> **Extracted text**:
※

Awareness of AIDS - HIV Disease

AIDS (Acquired Immune Deficiency Syndrome) is what happens when a person is infected with HIV.

HIV (Human Immunodeficiency Virus) is the actual virus or cause. AIDS is a set of diseases and symptoms that patients get years after being infected. HIV has the ability to wipe out your immune system. When bacteria, viruses, parasites and cancer cells grow in your body, all these invaders cause diseases that together are called the AIDS syndrome. The syndrome is the set of opportunistic infections and symptoms. The HIV virus doesn't kill people, the infections do.

Incubation Period

It takes anywhere between three and fifteen years for a person infected with HIV to develop AIDS. Until they develop AIDS they are considered HIV positive.

Transmission

HIV is found and can be spread thorugh body fluids including blood, semen, vaginal fluids, and breast milk. It is present in saliva and tears, but generally, not enough HIV to cause infection.

The AIDS virus can be transmitted via any of these fluids, but only the first two -- semen and blood -- are likely to be involved. Anal sex is the most commonly perceived method of transfer, but vaginal sex has been repeatedly shown to transmit HIV. Men are less likely than women to be infected through vaginal sex, but there are recorded cases of men having been infected this way. Cunnilingus and fellatio have also been established as capable of transmitting the virus. Sexual activities, not sexual orientation, transmit the virus.

※

> **Supplied information**:
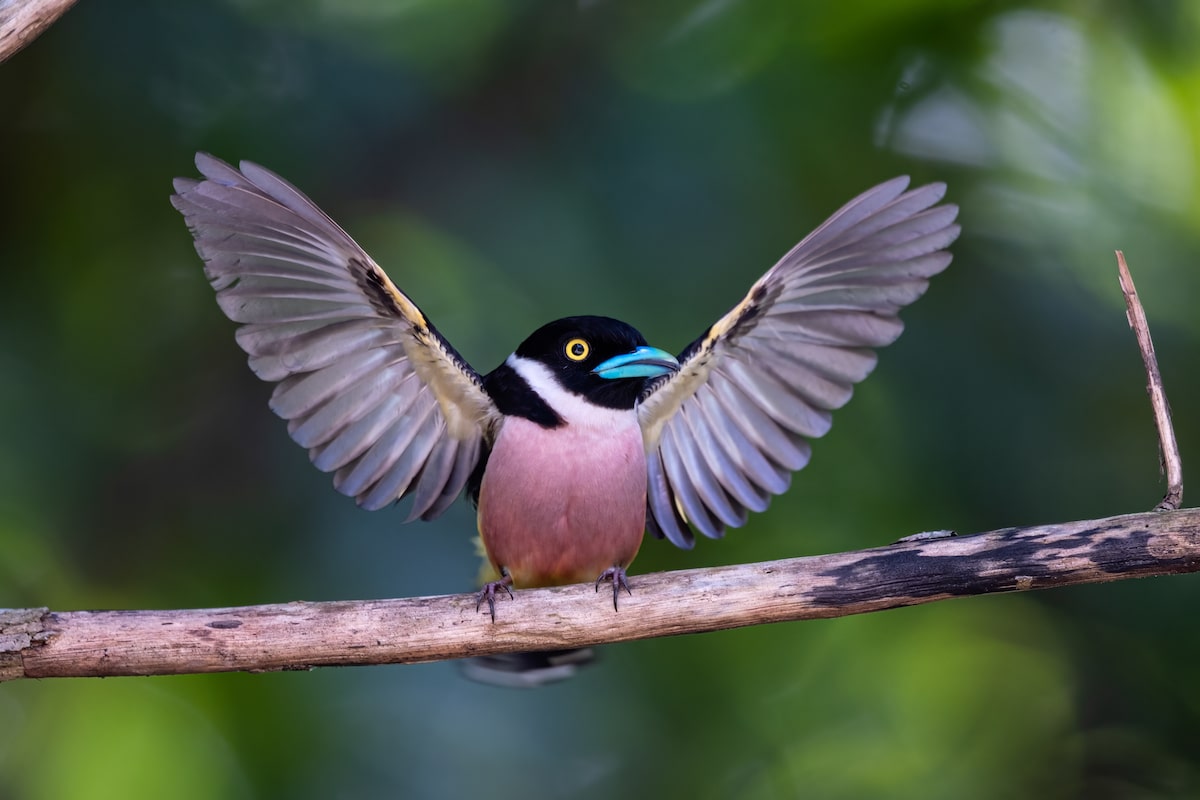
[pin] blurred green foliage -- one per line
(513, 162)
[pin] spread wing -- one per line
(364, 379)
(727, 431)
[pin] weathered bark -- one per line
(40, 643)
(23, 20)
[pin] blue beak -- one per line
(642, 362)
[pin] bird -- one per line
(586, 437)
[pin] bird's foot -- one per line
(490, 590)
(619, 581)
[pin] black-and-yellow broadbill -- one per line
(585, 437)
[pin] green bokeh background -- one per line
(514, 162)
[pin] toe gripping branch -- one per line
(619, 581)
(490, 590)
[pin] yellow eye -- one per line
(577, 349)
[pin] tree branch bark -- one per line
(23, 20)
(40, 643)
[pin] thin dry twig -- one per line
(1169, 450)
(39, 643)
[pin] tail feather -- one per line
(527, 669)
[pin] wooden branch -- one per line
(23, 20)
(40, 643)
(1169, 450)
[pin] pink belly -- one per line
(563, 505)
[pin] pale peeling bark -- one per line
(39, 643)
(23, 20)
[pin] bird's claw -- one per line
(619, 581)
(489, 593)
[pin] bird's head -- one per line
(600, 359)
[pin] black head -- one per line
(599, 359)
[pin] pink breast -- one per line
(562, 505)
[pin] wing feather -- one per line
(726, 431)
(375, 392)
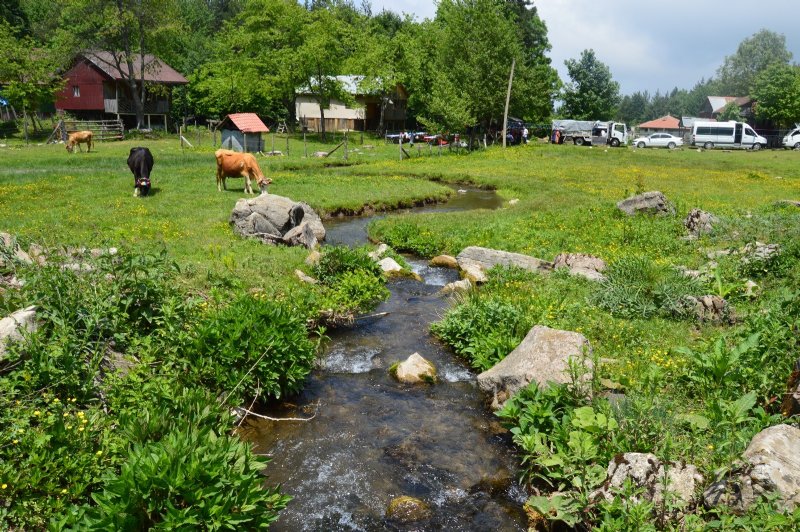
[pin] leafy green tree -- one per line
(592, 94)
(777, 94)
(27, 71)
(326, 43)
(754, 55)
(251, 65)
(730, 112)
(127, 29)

※

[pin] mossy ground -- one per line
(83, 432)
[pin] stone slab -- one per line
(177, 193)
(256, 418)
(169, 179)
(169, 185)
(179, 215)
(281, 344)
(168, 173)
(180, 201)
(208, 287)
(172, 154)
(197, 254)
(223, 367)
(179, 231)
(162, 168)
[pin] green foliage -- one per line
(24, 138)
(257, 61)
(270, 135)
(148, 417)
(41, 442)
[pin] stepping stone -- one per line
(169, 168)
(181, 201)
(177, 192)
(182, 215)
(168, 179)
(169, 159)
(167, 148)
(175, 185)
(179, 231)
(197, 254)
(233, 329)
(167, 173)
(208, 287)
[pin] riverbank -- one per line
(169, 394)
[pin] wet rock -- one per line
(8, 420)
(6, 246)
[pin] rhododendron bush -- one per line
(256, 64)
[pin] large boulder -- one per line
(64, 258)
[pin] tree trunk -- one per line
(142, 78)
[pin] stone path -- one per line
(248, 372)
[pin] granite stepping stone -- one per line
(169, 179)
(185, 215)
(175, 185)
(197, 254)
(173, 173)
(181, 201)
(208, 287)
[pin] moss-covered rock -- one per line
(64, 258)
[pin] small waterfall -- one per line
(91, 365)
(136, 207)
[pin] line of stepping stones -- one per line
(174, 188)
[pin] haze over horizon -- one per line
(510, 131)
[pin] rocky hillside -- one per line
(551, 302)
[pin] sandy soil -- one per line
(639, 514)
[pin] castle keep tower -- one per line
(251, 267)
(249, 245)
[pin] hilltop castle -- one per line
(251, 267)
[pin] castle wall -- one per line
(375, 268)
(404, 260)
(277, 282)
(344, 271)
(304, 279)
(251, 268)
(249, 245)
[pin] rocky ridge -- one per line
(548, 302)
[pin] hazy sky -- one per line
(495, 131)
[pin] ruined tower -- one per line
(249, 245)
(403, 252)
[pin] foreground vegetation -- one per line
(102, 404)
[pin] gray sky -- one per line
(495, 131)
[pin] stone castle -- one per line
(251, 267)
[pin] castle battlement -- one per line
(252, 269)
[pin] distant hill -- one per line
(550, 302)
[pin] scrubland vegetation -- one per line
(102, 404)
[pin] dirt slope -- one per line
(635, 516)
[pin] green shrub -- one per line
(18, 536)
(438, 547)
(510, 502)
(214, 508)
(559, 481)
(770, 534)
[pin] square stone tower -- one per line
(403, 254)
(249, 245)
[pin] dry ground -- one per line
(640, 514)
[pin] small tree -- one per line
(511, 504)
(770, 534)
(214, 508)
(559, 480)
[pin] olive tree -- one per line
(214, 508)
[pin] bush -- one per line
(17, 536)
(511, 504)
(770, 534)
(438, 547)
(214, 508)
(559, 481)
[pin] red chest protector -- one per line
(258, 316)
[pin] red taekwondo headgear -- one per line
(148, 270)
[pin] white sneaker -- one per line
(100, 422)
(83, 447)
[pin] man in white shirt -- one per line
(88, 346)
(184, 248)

※

> **Problem 1**: According to the AIDS and HIV awareness text, how long does it take for a person infected with HIV to develop AIDS?
> **Problem 2**: Continue the AIDS and HIV awareness text from the point where it stops.

> **Written answer 1**: Anywhere between three and fifteen years.

> **Written answer 2**:
HIV cannot be passed on through casual contact, hugging, hand-shaking, touching the sweat of an infected person, or mosquito bites.

What to Look For: SYMPTOMS

HIV - Other than getting a blood test, there are signs you might be suspicious of. Symptoms that show in the first few months of infection are fever, chills, nausea, diarrhea, fatigue, swollen glands, and rashes. HIV causes the destruction of the immune system. It's most pronounced symptoms, therefore, are opportunistic infections of pneumocystis carinii, fungal infections, tuberculosis, and various herpes forms.

Here are some of the typical symptoms of AIDS - brown and purple bumps on the skin (cancer), extreme weight loss, white patches in the mouth, swollen glands, pneumonia-like symptoms. AIDS victims can die about two years after the symptoms begin to show. Treatment can extend their lives by months at best.

Treatment

There is no cure. New vaccines are always in development stages. Although, most treatment around HIV involves making life easier by dulling the pain, boosting energy levels, and dealing with the symptoms, rather than the cause.

High Risk Behaviors

Sharing drug-needles will spread the virus. If you are an intervenous drug user do not share needles.
Unprotected anal and vaginal sex are high risk. You can get tiny cuts on your genitals and anal passage that allow the virus to seep in from the semen or vaginal fluids. If you have cuts in your mouth and your partner's bodily fluids get on those cuts, the virus can spread. You may not know you have these cuts, so be aware of your health.

People used to get HIV from receiving infected blood during blood transfusions, but the blood supply is cleaner nowadays. You can't get HIV from donating blood.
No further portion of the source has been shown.